• [TASK REQUIREMENTS] Extract, verbatim, the stretch of lines from the start of the data below through the line containing "[[341, 264]]".

• [MATERIAL PROVIDED]
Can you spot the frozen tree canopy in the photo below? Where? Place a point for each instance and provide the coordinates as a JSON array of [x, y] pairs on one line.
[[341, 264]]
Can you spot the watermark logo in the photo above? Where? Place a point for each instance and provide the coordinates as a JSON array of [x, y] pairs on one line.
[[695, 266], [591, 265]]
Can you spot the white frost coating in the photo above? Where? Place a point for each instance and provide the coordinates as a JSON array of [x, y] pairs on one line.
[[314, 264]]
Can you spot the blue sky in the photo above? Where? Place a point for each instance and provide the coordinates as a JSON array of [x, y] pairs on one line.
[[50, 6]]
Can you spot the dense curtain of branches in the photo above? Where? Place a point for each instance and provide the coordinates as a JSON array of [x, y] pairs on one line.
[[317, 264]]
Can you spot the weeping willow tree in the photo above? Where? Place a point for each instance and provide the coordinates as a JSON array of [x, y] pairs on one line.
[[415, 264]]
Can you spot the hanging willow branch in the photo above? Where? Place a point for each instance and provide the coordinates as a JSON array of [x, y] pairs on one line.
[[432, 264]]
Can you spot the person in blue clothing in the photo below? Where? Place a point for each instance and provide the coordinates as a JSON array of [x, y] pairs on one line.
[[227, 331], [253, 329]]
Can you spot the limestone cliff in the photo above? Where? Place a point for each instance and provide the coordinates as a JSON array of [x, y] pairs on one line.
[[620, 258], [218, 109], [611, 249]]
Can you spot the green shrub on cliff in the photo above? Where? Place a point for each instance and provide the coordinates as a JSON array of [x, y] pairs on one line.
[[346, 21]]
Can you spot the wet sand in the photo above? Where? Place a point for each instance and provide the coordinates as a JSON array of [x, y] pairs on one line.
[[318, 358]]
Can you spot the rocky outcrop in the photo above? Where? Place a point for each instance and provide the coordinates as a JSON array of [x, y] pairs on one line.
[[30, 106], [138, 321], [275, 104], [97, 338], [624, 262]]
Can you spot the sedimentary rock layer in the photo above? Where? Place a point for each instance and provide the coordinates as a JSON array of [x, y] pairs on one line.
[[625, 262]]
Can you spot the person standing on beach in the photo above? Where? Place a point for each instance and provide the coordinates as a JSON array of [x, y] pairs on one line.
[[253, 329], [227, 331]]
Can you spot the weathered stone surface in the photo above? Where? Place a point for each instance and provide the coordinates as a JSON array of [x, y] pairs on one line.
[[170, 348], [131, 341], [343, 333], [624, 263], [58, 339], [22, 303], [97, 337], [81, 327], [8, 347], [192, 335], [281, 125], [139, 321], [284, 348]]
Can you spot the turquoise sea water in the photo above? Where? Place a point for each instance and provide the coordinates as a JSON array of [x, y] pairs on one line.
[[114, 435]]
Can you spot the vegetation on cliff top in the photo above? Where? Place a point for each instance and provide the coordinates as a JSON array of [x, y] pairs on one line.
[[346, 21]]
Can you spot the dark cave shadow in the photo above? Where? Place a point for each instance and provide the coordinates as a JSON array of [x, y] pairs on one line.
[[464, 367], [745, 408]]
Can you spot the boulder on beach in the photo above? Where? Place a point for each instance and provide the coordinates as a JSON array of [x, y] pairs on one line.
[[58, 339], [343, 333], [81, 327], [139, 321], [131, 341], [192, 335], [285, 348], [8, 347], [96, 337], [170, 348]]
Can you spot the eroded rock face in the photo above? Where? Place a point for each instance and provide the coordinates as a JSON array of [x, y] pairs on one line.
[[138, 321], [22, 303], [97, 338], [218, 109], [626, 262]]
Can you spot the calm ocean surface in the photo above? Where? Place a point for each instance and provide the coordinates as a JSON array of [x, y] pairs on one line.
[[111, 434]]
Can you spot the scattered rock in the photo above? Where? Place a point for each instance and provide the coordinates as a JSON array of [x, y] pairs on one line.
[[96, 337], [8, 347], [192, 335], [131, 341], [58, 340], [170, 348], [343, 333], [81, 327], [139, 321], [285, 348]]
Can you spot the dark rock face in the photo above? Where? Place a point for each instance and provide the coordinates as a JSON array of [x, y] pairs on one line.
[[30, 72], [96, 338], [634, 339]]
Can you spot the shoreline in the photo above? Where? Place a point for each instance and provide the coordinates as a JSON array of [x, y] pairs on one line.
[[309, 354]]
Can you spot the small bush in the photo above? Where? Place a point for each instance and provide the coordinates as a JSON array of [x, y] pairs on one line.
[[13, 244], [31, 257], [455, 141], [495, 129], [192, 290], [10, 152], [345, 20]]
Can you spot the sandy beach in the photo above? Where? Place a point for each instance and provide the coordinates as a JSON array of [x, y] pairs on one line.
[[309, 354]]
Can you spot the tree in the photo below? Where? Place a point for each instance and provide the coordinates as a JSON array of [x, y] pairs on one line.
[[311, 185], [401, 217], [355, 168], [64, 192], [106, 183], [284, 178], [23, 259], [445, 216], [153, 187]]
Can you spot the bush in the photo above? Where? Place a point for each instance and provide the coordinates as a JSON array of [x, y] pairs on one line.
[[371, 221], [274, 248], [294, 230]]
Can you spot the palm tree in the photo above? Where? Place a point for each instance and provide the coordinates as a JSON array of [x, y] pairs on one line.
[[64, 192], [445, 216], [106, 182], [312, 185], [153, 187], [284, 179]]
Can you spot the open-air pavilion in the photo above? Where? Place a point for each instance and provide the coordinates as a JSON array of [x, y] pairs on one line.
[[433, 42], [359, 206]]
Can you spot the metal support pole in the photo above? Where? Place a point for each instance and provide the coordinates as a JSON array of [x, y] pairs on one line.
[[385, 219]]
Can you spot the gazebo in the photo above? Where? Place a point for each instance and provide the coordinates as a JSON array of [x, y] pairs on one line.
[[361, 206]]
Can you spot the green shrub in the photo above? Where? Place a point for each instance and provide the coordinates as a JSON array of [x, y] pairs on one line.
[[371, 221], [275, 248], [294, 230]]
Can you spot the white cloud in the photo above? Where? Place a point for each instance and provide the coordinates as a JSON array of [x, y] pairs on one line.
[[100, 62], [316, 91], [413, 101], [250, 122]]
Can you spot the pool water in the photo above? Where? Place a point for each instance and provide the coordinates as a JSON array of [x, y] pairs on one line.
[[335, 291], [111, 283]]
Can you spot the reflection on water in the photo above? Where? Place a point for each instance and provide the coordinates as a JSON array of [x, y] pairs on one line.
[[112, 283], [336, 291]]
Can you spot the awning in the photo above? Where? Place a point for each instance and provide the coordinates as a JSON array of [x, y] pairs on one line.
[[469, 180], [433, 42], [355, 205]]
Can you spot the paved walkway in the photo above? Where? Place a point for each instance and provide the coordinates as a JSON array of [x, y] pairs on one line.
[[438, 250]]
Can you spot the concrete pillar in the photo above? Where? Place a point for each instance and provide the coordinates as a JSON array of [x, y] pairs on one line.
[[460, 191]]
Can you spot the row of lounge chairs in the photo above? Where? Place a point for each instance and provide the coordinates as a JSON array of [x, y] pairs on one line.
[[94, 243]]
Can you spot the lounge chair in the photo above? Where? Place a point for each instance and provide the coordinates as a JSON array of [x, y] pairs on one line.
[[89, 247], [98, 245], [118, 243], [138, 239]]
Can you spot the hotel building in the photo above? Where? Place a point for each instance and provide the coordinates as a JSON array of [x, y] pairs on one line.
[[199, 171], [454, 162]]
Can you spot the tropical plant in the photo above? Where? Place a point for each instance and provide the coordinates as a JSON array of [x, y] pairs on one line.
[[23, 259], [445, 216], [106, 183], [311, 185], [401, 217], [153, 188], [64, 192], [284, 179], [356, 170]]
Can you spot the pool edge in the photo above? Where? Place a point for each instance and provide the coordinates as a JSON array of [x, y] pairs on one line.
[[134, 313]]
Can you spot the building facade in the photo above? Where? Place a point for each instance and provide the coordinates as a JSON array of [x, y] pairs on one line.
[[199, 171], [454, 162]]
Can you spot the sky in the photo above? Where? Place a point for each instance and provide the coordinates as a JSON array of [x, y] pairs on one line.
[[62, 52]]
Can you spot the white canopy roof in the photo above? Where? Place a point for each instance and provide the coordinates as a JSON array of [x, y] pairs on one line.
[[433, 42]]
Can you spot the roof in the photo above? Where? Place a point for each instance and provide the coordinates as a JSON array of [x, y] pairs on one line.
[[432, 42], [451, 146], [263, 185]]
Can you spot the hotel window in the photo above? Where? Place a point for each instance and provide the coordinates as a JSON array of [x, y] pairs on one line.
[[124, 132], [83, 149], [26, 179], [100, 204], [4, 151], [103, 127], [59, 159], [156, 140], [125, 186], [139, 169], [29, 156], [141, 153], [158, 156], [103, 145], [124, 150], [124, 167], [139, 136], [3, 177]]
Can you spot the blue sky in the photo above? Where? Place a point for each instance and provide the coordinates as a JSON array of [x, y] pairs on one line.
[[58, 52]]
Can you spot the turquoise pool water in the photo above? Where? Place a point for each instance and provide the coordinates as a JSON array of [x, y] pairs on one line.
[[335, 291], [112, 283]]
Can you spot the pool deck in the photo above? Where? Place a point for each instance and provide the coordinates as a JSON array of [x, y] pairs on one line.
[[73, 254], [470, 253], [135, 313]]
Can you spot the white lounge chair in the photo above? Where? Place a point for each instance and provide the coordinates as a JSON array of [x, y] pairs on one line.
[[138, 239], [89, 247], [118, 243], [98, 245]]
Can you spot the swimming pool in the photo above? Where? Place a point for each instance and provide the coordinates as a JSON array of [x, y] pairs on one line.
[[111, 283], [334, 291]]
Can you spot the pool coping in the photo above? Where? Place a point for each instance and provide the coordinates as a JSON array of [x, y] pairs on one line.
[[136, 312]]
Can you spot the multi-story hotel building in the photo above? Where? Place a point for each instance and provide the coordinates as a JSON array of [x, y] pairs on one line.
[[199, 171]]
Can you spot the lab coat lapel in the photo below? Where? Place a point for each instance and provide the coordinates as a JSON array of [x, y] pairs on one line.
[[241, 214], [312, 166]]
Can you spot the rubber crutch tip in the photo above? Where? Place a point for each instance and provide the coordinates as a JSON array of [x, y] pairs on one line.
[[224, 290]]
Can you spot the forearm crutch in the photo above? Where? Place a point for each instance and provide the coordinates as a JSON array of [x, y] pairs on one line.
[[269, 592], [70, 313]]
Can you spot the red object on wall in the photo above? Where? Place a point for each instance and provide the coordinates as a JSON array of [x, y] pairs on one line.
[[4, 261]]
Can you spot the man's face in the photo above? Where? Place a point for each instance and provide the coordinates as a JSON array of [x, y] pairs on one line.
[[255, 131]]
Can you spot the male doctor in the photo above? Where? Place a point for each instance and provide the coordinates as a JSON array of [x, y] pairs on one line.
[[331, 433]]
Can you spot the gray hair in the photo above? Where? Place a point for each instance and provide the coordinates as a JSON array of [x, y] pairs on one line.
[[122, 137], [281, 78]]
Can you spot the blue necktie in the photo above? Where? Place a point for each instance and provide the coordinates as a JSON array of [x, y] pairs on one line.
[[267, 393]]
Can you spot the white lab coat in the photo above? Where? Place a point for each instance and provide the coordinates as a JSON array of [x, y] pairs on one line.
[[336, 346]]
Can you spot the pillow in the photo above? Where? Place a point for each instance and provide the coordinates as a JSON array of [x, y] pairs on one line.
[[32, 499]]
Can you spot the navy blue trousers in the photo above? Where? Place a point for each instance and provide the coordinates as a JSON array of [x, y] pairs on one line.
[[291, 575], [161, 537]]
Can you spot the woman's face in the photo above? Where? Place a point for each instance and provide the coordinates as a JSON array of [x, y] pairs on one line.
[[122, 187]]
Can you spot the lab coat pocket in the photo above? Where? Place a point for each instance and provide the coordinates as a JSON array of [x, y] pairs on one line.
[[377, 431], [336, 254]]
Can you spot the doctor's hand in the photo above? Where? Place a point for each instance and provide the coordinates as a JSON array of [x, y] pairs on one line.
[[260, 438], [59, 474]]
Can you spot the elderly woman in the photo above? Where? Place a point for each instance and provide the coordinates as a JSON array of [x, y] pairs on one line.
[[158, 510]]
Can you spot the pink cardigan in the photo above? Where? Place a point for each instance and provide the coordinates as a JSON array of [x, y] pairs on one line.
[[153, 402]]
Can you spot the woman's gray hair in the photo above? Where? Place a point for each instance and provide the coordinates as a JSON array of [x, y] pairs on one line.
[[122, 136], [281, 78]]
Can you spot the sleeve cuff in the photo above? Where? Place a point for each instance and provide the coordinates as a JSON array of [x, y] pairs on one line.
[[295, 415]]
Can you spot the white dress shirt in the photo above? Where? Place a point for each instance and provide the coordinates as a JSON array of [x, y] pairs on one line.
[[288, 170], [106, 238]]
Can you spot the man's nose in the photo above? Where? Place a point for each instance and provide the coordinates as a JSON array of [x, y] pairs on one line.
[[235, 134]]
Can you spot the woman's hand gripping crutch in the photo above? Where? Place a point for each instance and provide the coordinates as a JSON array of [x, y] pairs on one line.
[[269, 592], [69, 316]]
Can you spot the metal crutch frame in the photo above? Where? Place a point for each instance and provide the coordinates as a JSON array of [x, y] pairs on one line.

• [COMPLETED EXERCISE]
Can you spot the frozen tree canopy in the photo below? Where? Place a point for each instance and provide the coordinates as a JSON array of [x, y] pairs on one line.
[[341, 264]]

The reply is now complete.